§ Assignment: Transcribe the entries exactly as given and skip whatever images they hold.

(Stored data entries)
▬▬▬
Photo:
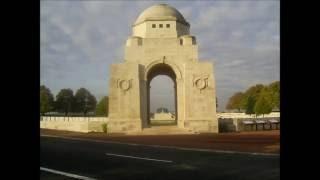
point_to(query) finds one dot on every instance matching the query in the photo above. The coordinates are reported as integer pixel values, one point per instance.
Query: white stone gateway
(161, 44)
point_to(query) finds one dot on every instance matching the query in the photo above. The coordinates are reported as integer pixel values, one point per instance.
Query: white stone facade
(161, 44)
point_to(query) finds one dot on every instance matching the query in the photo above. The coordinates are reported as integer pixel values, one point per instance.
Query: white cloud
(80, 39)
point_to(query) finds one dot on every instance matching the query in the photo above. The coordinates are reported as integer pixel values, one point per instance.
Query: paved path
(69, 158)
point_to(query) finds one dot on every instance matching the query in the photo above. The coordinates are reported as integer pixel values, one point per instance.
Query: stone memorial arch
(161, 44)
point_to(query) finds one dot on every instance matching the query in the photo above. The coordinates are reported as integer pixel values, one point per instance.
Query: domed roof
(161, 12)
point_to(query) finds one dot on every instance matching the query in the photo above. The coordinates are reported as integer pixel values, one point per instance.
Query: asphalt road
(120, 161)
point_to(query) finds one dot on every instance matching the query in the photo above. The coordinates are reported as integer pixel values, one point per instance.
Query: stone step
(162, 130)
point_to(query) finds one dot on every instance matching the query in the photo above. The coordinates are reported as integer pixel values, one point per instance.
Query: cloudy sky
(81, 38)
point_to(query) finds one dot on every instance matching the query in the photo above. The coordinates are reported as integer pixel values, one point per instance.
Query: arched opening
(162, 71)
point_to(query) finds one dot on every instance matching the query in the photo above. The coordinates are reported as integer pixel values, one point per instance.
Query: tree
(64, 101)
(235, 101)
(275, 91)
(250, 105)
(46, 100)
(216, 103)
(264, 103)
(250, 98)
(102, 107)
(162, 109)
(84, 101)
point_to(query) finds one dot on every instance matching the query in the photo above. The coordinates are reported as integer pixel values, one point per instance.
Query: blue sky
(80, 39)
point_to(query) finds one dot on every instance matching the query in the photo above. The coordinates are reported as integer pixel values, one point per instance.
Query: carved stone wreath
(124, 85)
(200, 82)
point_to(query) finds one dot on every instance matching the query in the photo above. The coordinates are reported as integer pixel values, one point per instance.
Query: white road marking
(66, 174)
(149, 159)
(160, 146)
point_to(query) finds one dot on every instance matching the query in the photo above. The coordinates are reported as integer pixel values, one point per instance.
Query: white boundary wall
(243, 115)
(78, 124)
▬▬▬
§ Task output:
Photo:
point_to(query) finds one dot on every instance matching the query in the photo above. The coordinates are reported as integer pixel values, one point per instance.
Query: white stone gateway
(161, 44)
point_to(query) finds one dot on every instance matching the query in the photo above. The coordinates are reported as integer pixel values, one point per instance.
Query: white stone facade
(161, 44)
point_to(query) finds one dot on every instance matching the query in the photo above. The coordinates are reported as integer pixel values, one point per instance.
Query: white cloud
(80, 39)
point_to(query) finds one dot on every instance matching the query in the photo above. The coordinates are reported as integer pixel values, one point per instance.
Query: paved path
(69, 158)
point_to(query) finds one dot on every instance matching the query in the photo above. The coordinates are reported as integer pixel values, one point per instance.
Query: stone memorial arch
(161, 44)
point_to(query) finds one dot on every instance matching the query in the photo above. The coordinates are reported as integer pixel values, one point per instance.
Query: domed roof
(161, 12)
point_to(query) finds one dot on every instance matching the query in the photo above. The coordinates are reported as integer pixel values, one point per instance.
Query: asphalt road
(120, 161)
point_to(query) finds one dot on every instance matching the query in the photo above. The coordinates are reported as integer pixel values, one point per instance.
Query: stone step
(162, 130)
point_to(query) finds one dot on every instance matching the query in the photo above. The coordinates are reported as integer pixel values, one point per instance.
Query: cloudy sky
(81, 38)
point_to(query) finds one dot on every instance matching the query in the photo above. The coordinates are reported as integer pixel values, one point per instance.
Query: arched opening
(162, 71)
point_to(query) finds one dot on every instance matching the query in the photo above. The coordinates are reported as integer pixel values, one point per instance.
Query: tree
(64, 101)
(235, 101)
(275, 91)
(250, 105)
(46, 100)
(216, 103)
(264, 103)
(250, 98)
(102, 107)
(162, 109)
(84, 101)
point_to(query) finds one dot on every instance matching the query in the photo above. The coordinates are reported as integer pixel values, one point per instance.
Query: blue sky
(80, 39)
point_to(query) finds one dot on every instance matching the query in the photo above. The coordinates are reported as integer pixel values, one point per instance.
Query: carved stone wreath
(124, 85)
(200, 82)
point_to(query) finds one dot on every instance matching the query in the photo above. The coordinates are reported as integer pixel values, one point per instance.
Query: white road marking
(66, 174)
(149, 159)
(160, 146)
point_to(query) finds one dot on every instance matching the query in the photo above. The coordinates are reported as integer pixel values, one point per instance.
Query: white boundary wall
(243, 115)
(78, 124)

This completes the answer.